BEGIN Text shown

Unfortunately, the systemic distribution of sorafenib is associated with potentially severe side effects such as gastrointestinal symptoms, hand and foot syndrome, and hypertension [14–17]. Clinical studies have indicated adverse events leading to requisite dose reductions in roughly 30% of patients [14, 18, 19]. Patient tolerance can be severely limited, which in turn limits permitted dose and associated patient response. Local delivery of sorafenib as part of a TACE procedure should be advantageous to locally address the tumor’s pro-angiogenic response while improving patient tolerance.
Sorafenib is a hydrophobic drug, thus it is difficult to load sorafenib into pre-existing microsphere platforms such as commercially available hydrogel DC Bead®. In order to formulate sorafenib for TACE procedures, a novel platform is needed. Poly(lactide-co-glycolide) (PLG) is a biodegradable polymer already used in FDA approved devices such as Lupron Depot® and in POLYSORB™ sutures. Previous studies have validated the potential to fabricate PLG microspheres for TACE procedures [20–22]. The advantageous drug loading mechanism for PLG platforms involves encapsulating the drug during the fabrication process [23]. PLG microspheres can be loaded with either hydrophobic or hydrophilic drugs, and combined with its biocompatibility [24] can be a platform for translational applications in clinical settings.

END Text shown
BEGIN Input data

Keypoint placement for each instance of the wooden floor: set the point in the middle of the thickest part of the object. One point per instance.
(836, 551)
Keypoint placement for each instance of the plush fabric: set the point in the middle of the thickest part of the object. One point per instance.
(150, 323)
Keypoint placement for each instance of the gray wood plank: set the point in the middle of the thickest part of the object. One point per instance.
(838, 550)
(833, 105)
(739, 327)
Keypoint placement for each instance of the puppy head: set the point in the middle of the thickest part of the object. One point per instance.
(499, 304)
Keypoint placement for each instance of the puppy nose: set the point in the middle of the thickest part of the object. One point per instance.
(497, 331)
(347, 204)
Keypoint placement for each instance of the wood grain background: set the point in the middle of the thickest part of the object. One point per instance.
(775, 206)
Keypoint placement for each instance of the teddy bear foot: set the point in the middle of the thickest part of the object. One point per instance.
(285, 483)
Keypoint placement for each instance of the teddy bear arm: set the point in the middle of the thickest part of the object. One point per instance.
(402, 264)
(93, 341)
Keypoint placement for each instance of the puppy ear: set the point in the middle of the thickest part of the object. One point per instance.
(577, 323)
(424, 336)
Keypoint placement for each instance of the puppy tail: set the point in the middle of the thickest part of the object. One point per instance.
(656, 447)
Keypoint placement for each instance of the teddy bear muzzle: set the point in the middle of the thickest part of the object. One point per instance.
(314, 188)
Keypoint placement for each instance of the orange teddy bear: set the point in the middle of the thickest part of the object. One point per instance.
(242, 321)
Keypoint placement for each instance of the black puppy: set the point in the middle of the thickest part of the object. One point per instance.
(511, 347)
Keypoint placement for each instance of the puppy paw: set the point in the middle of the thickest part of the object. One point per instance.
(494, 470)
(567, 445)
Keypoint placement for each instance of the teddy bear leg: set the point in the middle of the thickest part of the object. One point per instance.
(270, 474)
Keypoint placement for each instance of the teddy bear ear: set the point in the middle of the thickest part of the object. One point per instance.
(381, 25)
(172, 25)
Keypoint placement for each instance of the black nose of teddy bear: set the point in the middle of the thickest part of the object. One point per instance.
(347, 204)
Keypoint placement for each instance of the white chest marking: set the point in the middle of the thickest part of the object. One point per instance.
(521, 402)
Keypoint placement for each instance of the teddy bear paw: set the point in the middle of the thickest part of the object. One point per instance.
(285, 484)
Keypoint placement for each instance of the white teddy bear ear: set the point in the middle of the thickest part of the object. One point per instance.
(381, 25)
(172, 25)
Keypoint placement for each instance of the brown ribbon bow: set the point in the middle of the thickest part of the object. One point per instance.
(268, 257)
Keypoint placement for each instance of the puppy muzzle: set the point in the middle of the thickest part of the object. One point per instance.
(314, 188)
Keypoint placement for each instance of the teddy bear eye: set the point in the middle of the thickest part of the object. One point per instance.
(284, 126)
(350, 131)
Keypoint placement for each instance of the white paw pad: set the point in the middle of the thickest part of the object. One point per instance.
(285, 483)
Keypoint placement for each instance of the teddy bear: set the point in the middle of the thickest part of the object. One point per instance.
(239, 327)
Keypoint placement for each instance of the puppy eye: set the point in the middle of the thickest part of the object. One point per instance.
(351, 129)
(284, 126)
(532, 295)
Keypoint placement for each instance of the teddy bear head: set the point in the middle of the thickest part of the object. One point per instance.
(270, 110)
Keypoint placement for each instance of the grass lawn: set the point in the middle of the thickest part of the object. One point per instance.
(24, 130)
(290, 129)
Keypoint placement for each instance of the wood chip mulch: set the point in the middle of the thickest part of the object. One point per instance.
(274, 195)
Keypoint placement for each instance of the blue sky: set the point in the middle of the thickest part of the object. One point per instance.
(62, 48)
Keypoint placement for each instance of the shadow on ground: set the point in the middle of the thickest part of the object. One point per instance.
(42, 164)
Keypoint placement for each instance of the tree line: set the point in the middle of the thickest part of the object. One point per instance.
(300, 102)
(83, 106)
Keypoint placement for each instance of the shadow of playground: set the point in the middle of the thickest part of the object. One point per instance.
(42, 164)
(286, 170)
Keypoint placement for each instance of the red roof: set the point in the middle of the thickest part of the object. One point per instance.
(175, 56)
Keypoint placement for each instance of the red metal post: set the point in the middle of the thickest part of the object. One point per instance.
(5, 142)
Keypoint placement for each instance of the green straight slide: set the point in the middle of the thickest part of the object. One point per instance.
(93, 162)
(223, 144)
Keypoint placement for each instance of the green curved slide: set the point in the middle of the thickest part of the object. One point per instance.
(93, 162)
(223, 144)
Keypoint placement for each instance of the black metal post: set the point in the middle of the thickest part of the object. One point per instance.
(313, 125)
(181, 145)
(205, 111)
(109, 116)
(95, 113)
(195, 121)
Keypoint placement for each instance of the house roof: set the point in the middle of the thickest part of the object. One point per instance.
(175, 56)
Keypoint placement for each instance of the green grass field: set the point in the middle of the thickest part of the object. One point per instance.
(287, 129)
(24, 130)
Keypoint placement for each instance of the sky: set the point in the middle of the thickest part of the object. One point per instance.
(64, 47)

END Input data

- Exercise set -
1) According to the sorafenib passage, roughly what share of patients in clinical studies needed dose reductions because of adverse events?
2) Summarize the sorafenib passage in two sentences.
3) From the sorafenib passage, extract the stretch that begins with the words "Unfortunately, the systemic" and ends with "improving patient tolerance.".

- Answers to the exercises -
1) Roughly 30% of patients.

2) Systemic sorafenib causes side effects that can limit patient tolerance and dose, so delivering it locally during a TACE procedure should address the tumor's pro-angiogenic response while improving tolerance. Because the hydrophobic drug is hard to load into existing microspheres such as DC Bead®, a new platform is needed, and biodegradable, biocompatible PLG microspheres can encapsulate hydrophobic or hydrophilic drugs during fabrication, which makes them a possible platform for clinical use.

3)
Unfortunately, the systemic distribution of sorafenib is associated with potentially severe side effects such as gastrointestinal symptoms, hand and foot syndrome, and hypertension [14–17]. Clinical studies have indicated adverse events leading to requisite dose reductions in roughly 30% of patients [14, 18, 19]. Patient tolerance can be severely limited, which in turn limits permitted dose and associated patient response. Local delivery of sorafenib as part of a TACE procedure should be advantageous to locally address the tumor’s pro-angiogenic response while improving patient tolerance.